Reproduce everything from the line containing "point: cumulus cloud" down to the line containing "column 835, row 287", swapping "thickest part" for "widest part" and leaving all else unchanged.
━━ Provided information ━━
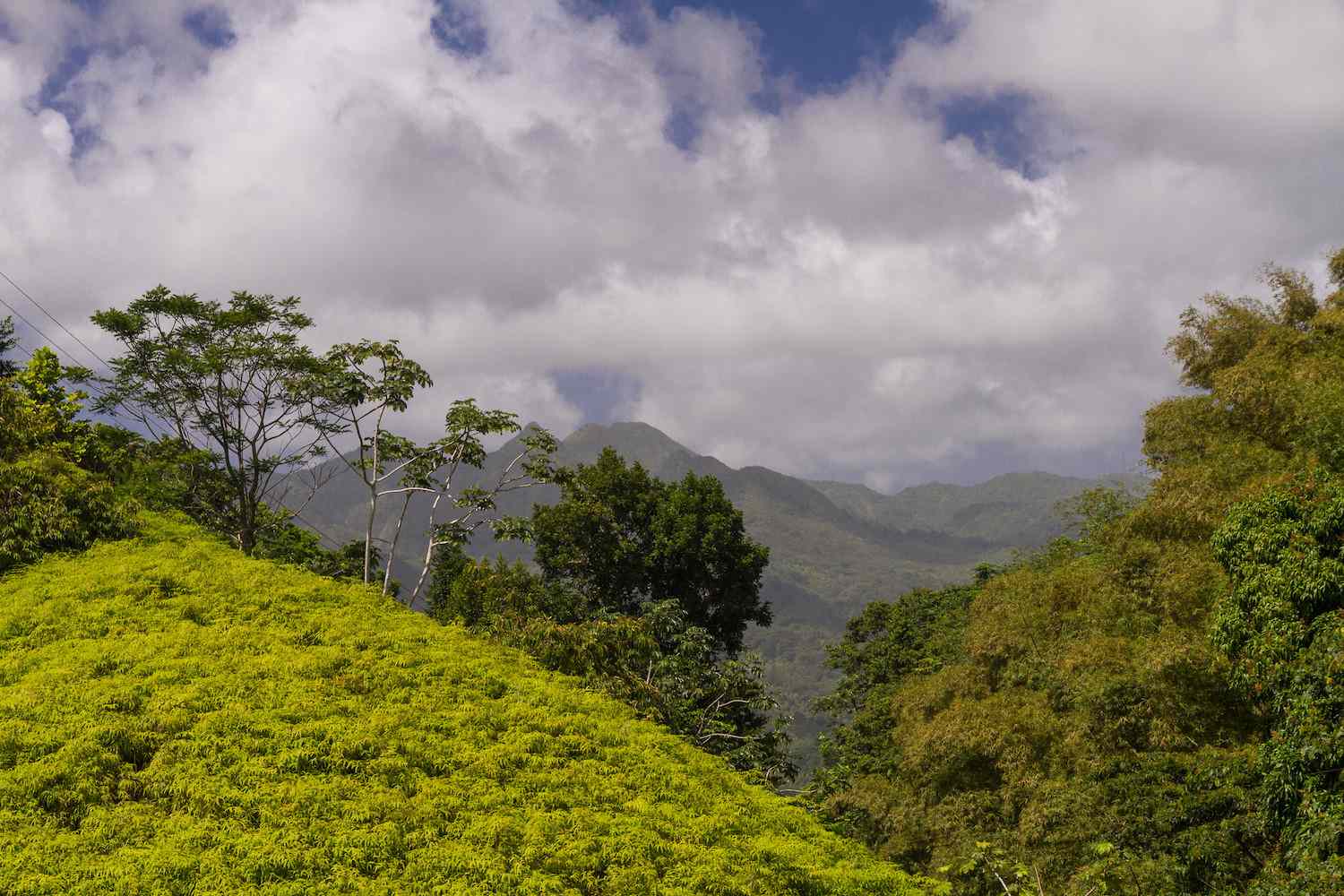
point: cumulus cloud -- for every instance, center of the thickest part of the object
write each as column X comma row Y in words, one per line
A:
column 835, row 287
━━━
━━ Provided information ━━
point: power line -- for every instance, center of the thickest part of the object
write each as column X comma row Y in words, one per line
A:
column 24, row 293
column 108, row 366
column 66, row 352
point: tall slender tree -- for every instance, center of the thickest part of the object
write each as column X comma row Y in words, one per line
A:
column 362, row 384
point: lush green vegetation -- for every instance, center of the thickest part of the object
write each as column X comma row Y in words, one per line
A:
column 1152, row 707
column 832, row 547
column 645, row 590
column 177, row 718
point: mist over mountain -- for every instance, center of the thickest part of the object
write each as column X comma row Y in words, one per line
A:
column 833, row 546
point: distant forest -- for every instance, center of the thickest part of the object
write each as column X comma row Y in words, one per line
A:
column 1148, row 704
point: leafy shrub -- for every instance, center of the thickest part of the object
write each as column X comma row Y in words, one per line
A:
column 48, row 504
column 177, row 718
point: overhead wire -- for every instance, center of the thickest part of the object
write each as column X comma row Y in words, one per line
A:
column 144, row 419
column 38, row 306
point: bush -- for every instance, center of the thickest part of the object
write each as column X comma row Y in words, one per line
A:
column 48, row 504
━━━
(Answer in full):
point: cumulus cloud -- for every instance, center of the widest part of the object
write each as column X comma row Y in words, one per line
A:
column 835, row 287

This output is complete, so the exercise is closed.